### Supplied text
--------------------

Making your first million | Appreciation
Wealthy people don’t keep their money in cash; they have it invested in assets that will go up in value. Assets that tend to appreciate are land, property, equities and commodities. You need assets that appreciate quite fast to become a millionaire quickly. If you have a £1,000 or a $1,000 and you invest in something that appreciates in value quickly; perhaps doubling in value every year. You would become a millionaire in just 10 years! Can’t be done right? Maybe it can…
To make this happen you have to understand money and assets. Many assets go up in value and money goes down in value. Governments print money and devalue it all the time. In the UK inflation has been around 5%, money is losing it’s buying power at 5% every year. If you have a million pounds this year over the next year it is likely to be devalued by a massive £50,000 and so you have to invest it.

--------------------

### Objectives
1/ Answer these from the piece on making your first million:
(a) Which four kinds of assets does it say tend to appreciate?
(b) Around what rate does it give for inflation in the UK?
(c) By how much does it say a million pounds is likely to be devalued over the next year?
2/ Continue the piece on making your first million, starting after its last sentence.

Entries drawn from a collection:
--------------------

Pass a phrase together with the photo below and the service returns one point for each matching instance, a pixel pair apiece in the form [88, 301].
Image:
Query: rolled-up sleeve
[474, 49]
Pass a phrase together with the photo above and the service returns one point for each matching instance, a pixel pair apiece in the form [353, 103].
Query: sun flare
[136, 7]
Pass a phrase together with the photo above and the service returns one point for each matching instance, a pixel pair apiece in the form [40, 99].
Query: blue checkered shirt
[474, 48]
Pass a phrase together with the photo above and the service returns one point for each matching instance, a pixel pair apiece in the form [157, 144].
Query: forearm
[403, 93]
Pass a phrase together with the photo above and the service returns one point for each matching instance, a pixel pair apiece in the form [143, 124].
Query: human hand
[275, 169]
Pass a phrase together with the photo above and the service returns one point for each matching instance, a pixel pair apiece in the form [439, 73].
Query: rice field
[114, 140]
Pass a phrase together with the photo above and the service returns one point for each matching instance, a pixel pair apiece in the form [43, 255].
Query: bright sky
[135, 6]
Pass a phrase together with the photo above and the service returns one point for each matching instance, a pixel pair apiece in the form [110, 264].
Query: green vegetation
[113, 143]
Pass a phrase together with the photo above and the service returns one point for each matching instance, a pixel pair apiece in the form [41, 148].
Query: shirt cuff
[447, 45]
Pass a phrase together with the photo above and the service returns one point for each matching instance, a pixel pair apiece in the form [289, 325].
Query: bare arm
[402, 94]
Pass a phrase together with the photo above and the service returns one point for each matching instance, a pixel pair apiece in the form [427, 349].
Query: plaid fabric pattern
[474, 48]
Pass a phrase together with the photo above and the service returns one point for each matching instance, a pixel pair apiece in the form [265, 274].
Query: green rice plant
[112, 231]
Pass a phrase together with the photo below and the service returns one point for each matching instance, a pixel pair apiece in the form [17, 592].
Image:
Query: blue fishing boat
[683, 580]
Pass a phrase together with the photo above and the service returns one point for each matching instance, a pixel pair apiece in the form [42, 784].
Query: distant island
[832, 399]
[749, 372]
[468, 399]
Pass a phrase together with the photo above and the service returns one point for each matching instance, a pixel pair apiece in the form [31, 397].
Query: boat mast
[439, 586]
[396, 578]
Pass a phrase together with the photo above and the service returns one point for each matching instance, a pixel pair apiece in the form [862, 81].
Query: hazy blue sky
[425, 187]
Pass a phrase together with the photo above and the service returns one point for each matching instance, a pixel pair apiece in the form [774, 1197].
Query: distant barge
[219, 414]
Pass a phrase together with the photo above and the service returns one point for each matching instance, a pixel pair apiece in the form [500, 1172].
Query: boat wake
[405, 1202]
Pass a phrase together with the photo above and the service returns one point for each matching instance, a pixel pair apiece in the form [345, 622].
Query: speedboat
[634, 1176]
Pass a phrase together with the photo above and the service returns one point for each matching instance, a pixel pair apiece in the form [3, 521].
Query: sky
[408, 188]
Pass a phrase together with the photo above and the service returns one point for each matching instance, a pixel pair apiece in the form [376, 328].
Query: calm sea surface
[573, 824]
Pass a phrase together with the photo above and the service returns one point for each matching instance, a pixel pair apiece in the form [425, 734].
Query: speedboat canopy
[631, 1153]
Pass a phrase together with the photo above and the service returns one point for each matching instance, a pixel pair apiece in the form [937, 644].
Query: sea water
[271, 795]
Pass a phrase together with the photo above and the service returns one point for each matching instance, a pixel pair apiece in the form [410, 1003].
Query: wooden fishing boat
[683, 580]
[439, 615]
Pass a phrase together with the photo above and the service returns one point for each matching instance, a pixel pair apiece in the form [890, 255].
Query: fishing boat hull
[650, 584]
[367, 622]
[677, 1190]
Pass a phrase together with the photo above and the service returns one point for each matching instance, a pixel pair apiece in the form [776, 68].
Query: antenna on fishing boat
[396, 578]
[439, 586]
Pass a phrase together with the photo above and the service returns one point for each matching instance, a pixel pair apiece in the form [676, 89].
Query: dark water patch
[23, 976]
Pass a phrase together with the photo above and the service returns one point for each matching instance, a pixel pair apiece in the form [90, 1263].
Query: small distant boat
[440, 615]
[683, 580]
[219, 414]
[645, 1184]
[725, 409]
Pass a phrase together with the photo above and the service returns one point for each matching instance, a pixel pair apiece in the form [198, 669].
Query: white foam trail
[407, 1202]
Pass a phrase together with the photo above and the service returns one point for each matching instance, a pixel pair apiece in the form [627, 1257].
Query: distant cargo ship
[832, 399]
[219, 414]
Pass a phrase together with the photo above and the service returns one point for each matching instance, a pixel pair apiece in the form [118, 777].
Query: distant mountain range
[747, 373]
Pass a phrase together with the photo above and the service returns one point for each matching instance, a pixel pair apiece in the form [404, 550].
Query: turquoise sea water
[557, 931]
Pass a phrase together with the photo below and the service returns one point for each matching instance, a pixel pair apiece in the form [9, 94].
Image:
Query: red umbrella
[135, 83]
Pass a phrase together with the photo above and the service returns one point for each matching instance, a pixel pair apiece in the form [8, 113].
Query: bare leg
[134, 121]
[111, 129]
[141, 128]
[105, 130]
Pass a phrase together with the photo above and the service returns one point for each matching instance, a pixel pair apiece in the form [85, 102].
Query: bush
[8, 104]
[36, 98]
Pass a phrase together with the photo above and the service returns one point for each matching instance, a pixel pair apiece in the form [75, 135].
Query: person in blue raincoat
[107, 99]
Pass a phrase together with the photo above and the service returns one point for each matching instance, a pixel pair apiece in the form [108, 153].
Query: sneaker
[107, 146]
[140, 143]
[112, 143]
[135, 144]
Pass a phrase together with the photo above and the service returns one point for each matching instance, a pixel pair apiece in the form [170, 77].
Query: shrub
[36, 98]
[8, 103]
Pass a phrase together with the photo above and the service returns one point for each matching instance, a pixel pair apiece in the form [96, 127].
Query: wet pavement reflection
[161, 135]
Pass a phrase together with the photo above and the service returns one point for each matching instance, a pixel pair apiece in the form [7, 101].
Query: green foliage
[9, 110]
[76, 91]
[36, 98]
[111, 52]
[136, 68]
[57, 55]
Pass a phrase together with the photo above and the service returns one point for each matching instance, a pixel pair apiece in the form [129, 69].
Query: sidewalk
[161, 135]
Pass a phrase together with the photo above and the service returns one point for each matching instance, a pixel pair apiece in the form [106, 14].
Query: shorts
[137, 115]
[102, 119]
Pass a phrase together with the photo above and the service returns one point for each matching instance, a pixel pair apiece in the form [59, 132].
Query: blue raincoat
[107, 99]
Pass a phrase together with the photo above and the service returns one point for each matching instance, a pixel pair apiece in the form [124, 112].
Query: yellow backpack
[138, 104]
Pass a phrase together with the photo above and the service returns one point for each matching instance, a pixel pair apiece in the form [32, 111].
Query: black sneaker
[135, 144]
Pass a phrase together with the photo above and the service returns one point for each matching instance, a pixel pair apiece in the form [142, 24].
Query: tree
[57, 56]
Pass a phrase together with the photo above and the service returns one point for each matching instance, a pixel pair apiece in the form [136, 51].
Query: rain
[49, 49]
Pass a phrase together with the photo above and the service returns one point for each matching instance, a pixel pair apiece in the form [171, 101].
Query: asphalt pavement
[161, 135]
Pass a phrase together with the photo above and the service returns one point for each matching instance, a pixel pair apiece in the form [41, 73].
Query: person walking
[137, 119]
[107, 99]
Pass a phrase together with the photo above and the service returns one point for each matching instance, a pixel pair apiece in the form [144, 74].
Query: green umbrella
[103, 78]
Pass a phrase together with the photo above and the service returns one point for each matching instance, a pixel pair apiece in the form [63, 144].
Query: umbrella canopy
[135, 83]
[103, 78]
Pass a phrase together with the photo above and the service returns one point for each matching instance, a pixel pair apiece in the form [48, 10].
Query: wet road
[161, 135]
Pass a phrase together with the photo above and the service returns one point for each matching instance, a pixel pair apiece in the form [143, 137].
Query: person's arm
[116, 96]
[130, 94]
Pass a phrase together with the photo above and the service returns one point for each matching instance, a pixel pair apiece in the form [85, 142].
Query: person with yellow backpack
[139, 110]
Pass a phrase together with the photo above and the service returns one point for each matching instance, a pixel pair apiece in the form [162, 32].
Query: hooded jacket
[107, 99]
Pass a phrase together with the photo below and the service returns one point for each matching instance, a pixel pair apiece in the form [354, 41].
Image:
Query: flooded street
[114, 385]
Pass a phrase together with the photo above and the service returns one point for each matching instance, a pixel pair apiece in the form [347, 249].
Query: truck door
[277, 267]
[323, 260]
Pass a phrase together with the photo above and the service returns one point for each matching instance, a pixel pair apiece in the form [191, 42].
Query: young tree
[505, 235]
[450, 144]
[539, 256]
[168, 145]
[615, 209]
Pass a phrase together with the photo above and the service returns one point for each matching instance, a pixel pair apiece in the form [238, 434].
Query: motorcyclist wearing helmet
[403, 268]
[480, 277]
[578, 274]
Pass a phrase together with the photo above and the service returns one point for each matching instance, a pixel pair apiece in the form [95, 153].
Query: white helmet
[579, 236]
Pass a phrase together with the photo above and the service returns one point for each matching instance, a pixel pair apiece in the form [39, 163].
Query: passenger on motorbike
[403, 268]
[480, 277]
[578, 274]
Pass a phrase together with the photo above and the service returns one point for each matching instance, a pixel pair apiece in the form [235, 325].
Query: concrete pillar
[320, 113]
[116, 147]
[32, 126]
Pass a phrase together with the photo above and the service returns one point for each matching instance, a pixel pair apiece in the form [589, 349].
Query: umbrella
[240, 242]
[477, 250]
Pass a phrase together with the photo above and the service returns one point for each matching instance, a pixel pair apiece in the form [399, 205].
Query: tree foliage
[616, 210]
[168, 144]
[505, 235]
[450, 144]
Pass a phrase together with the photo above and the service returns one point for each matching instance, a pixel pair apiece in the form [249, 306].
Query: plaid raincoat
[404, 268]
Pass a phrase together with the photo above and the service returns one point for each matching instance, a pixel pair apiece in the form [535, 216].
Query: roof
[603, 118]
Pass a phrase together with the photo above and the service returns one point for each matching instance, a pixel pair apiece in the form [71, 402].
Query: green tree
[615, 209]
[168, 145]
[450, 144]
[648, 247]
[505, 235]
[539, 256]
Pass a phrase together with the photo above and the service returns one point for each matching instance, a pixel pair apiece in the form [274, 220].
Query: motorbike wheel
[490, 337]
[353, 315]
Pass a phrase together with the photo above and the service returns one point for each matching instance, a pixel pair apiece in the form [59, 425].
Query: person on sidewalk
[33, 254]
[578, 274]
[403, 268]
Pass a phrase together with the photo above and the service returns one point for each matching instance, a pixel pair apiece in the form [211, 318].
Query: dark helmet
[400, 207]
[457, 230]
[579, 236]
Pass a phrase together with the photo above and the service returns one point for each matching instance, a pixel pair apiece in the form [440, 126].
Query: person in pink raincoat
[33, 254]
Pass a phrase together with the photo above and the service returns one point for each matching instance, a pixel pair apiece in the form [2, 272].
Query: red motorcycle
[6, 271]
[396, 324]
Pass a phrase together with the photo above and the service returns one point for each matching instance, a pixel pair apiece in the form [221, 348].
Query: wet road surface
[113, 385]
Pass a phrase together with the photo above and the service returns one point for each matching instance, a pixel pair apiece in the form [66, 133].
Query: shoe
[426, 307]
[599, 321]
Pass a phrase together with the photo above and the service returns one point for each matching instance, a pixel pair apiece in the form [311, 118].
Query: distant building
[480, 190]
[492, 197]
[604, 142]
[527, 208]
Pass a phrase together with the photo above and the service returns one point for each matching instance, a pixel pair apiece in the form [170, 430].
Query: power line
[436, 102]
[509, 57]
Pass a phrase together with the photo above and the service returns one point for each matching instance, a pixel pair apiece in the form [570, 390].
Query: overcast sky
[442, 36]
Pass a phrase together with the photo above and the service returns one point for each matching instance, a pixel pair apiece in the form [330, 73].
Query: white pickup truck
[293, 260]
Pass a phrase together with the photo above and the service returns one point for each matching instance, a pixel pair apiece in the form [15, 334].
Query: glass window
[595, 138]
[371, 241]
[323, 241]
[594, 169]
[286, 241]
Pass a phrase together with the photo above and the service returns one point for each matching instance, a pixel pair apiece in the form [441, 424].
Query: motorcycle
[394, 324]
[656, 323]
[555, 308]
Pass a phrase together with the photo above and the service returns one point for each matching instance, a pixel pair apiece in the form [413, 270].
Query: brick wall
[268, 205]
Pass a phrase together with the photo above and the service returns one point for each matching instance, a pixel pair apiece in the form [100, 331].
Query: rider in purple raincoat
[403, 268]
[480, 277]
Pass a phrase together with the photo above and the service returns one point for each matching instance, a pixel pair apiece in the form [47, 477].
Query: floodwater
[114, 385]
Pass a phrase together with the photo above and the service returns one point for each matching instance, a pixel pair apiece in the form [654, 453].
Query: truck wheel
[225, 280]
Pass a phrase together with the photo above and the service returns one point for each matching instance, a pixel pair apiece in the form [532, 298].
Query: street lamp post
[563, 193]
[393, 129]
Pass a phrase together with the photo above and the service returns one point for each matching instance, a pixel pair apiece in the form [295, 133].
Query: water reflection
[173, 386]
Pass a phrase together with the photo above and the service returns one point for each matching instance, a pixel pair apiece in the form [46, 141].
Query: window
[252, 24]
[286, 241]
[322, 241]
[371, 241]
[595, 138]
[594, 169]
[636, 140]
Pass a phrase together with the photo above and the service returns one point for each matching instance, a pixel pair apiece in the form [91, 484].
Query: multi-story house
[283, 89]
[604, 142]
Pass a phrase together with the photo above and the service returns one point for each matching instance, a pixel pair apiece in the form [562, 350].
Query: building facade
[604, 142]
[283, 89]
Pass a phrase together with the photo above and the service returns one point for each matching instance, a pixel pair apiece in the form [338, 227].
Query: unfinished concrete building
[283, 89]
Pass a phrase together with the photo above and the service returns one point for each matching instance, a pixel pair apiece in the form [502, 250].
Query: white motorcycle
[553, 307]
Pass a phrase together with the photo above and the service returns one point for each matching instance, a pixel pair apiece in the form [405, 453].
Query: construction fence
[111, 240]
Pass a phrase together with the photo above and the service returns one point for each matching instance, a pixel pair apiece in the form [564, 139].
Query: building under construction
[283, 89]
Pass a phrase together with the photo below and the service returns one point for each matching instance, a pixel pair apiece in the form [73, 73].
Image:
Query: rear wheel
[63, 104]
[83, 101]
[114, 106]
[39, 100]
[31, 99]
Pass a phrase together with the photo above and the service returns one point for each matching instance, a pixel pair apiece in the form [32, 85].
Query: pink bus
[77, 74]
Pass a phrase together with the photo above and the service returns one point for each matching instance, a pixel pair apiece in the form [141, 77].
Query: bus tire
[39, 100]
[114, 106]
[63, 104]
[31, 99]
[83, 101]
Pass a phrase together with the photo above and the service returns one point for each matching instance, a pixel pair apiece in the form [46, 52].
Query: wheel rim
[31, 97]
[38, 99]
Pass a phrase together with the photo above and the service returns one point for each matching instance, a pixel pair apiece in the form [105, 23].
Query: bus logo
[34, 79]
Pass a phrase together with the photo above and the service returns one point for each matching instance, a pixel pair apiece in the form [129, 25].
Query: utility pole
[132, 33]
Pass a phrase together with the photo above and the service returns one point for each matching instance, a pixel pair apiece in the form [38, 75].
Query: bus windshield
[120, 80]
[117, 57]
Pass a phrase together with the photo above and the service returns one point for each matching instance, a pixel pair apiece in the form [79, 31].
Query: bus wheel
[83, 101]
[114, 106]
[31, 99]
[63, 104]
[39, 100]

--------------------

### Expected outputs
1/
(a) Land, property, equities and commodities.
(b) Around 5%.
(c) £50,000.

2/
The sensible way to invest is to be diverse and invest in different asset classes, property, equities and gold perhaps? If you want to become a millionaire quickly; then you have to take a much bigger risk. This could be just the right time to try to get a high return on your money. Stock markets have been doing badly and it’s a buyers market now as people sell shares that have plummeted in value. In a market there are sellers and buyers; when the sellers outnumber buyers, prices tend to be low. Many shares on the London Stock Exchange that used to sell for pounds are now selling for pennies. It is a risk though, we hear of companies going into liquidation all the time. The latest one to get into difficulties has been Kodak and so it isn’t just small companies that can have problems.
Is it a good time to buy equities and build a portfolio while shares are cheap? I have written two investment blogs so far, I wrote one when I bought Premier Foods for 4p a share, they are over 11p today, so doing well. I also bought Lloyds Banking Group for just under 30p and they are at 34.38p today. I haven’t quite doubled my money but considering I only bought them just over 3 months ago; I think it’s going well so far. If the Western world can sort out it’s problems and the Eurozone crisis is fixed and we can get back normal; these shares could go back to being worth pounds instead of pence! That would be nice! The government owns a chunk of Lloyds too and an even bigger share of Royal Bank of Scotland. If RBS went to a few pounds a share, the government could be in a position where due to the austerity measures they have less money going out and investments worth a huge amount of money. The government owns 84% of RBS and when you consider the bank once had assets of £1.9 trillion and was the world largest bank; you get some idea of the money involved. If the government finds that those shares are worth a few pounds each and it’s 41% investment in Lloyd’s Banking Group is doing well too; they might even cut taxes!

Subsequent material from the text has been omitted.